• **Objective**
Present everything from the line containing "Task: point out the cross" down to the end of the material below as a numbered list, omitting any blank lines.

• **Provided material**
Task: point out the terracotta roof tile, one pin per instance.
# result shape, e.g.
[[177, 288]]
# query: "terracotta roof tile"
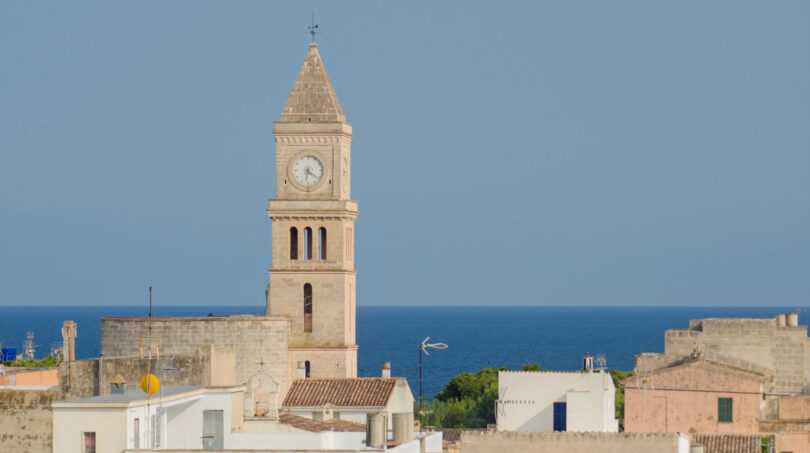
[[316, 426], [351, 392], [728, 443]]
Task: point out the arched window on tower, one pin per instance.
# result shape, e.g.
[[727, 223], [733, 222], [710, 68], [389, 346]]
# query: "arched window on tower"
[[322, 242], [307, 307], [307, 243], [293, 243]]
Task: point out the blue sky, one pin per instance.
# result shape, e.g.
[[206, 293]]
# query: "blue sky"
[[550, 153]]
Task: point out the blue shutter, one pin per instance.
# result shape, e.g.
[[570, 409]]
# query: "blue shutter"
[[560, 417]]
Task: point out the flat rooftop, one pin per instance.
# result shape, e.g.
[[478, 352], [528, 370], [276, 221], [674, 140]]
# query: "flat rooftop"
[[136, 395]]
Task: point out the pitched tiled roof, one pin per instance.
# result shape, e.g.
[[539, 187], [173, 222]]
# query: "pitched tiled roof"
[[316, 426], [728, 443], [350, 392], [312, 99]]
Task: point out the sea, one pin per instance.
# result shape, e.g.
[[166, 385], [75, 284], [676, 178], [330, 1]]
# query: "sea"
[[554, 337]]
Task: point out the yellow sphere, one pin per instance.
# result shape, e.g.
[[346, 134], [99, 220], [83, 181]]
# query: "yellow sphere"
[[150, 384]]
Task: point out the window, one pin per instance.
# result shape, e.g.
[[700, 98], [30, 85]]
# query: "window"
[[293, 243], [307, 307], [307, 243], [156, 428], [88, 442], [136, 433], [725, 410], [322, 242]]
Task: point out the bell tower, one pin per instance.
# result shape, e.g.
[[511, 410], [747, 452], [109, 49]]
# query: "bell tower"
[[312, 274]]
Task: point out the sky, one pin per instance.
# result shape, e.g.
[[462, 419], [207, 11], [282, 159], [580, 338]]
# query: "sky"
[[504, 153]]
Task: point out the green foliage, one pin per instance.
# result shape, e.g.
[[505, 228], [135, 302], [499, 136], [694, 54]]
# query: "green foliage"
[[618, 376], [48, 362], [469, 385]]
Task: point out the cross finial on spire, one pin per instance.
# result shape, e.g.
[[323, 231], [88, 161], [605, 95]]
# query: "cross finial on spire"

• **Exercise result**
1. Task: point out the cross finial on spire, one pin per instance.
2. # result shape, e.g.
3. [[323, 231], [88, 161], [605, 95]]
4. # query: "cross finial on spire"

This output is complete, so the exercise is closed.